■ EXERCISE DETAILS
Which modules are imported in the text on aligning word embedding spaces of multilingual encoders below? List every one.

■ TEXT EXTRACT
##############################
# AWESOME: Aligning Word Embedding Spaces of Multilingual Encoders

In [124]:
# %pip install transformers==3.1.0
import torch
import transformers
import itertools
from word_alignment_visualization import show_word_alignments
from IPython.display import display
import spacy
import spacy_alignments as tokenizations
import os

In [134]:
model = transformers.BertModel.from_pretrained('bert-base-multilingual-cased')
tokenizer = transformers.BertTokenizer.from_pretrained('bert-base-multilingual-cased')
device = torch.device("cuda" if torch.cuda.is_available() else "cpu")
model = model.to(device)



In [121]:
spacy.prefer_gpu()
nlp_en = spacy.load("en_core_web_sm")

## Import and tokenize texts

In [129]:
%cd /workspace/novel-tongue/notebooks/aligned_texts

/workspace/novel-tongue/notebooks/aligned_texts


In [135]:
src_sents = []
tgt_sents = []
with open(f"c1_aligned.txt", "r") as f:
    c1 = f.read()

    lines = c1.splitlines()
    for i in range(0, len(lines), 3):
        src_sents.append(lines[i])
        tgt_sents.append(lines[i+1])
##############################
■ ENTRIES SUPPLIED
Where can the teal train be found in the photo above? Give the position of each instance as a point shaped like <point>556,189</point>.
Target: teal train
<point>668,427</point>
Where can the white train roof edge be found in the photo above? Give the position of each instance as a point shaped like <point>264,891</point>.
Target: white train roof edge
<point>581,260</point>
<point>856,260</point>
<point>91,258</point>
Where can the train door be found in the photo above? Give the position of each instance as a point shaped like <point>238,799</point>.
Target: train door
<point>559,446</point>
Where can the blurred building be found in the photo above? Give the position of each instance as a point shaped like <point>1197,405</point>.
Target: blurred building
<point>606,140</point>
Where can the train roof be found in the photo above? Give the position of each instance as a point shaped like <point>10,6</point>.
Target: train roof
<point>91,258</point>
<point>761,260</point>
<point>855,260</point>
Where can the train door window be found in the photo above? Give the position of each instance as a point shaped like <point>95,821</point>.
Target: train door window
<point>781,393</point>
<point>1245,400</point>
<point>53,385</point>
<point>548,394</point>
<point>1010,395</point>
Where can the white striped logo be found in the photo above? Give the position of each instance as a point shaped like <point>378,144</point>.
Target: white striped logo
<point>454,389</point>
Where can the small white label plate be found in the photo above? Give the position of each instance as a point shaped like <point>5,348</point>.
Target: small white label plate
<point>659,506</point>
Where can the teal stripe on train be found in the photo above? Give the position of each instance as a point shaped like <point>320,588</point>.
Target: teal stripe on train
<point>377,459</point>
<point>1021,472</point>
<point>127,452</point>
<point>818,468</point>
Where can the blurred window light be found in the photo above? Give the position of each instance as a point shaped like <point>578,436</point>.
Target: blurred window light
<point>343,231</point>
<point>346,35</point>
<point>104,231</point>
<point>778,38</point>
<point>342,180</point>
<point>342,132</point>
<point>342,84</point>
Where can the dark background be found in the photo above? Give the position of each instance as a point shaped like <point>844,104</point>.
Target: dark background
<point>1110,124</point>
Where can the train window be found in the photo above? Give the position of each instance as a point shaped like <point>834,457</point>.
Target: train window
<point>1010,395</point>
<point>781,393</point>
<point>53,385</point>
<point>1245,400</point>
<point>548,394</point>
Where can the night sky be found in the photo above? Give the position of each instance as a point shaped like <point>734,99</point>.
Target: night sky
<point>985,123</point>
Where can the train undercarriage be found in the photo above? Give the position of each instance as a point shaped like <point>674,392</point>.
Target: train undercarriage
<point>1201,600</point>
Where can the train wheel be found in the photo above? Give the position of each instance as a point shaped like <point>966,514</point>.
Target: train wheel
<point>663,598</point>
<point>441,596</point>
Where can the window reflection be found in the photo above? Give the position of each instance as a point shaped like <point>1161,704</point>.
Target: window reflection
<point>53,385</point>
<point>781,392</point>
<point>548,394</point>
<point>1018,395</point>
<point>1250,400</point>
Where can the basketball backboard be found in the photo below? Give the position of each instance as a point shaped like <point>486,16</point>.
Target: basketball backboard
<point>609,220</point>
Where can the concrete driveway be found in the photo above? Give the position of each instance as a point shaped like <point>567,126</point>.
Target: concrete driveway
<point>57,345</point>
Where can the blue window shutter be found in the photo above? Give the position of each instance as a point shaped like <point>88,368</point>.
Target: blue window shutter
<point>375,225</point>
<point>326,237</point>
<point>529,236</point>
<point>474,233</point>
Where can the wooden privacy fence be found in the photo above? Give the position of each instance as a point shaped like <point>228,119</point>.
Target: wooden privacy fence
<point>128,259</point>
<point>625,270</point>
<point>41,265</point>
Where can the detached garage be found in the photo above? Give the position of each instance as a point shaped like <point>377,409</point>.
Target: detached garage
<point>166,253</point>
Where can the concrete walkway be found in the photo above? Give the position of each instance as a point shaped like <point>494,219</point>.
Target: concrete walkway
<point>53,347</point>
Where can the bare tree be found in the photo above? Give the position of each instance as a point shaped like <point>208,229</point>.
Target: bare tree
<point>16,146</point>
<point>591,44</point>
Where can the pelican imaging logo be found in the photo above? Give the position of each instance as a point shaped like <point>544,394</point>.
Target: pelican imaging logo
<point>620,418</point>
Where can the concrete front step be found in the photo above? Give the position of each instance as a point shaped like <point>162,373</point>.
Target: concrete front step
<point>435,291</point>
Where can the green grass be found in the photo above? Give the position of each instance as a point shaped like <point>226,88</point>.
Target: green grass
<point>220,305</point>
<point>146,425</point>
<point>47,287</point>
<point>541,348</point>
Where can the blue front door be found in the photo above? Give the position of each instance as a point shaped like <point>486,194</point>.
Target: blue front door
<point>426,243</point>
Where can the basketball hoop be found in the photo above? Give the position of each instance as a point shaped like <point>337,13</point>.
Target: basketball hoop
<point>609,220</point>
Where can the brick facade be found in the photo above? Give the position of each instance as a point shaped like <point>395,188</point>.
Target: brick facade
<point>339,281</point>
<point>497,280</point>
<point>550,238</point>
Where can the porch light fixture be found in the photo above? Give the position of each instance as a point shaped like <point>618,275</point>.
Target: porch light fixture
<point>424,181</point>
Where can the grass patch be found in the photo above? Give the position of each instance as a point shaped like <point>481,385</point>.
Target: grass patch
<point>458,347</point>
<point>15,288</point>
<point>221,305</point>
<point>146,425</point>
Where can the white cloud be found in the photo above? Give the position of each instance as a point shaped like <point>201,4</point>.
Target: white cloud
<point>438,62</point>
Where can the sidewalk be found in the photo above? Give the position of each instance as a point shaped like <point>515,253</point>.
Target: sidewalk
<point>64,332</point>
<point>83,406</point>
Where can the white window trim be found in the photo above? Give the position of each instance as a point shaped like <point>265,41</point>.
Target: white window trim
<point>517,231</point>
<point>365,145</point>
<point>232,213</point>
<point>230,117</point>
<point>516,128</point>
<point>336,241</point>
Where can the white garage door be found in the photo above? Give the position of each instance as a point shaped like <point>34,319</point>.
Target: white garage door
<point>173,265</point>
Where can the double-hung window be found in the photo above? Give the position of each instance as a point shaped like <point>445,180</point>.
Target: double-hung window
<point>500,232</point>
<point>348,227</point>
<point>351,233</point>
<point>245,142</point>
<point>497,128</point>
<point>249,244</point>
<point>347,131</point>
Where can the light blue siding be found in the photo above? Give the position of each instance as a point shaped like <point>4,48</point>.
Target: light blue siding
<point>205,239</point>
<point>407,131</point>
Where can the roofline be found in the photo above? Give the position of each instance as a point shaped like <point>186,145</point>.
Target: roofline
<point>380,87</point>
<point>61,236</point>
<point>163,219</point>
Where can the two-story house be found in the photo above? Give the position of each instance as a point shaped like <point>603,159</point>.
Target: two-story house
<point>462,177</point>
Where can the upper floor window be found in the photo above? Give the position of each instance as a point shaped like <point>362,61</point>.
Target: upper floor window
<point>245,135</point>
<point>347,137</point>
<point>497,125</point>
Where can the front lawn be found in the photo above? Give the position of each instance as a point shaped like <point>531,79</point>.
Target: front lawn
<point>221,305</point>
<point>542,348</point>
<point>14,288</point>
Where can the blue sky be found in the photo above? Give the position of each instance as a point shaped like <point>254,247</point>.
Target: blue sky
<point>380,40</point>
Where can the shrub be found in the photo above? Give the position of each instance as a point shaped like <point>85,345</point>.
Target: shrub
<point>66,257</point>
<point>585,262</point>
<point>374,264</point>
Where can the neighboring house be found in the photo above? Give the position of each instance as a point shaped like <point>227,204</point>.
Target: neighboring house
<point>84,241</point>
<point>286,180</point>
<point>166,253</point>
##############################
■ TASK ANSWER
- torch
- transformers
- itertools
- word_alignment_visualization
- IPython.display
- spacy
- spacy_alignments
- os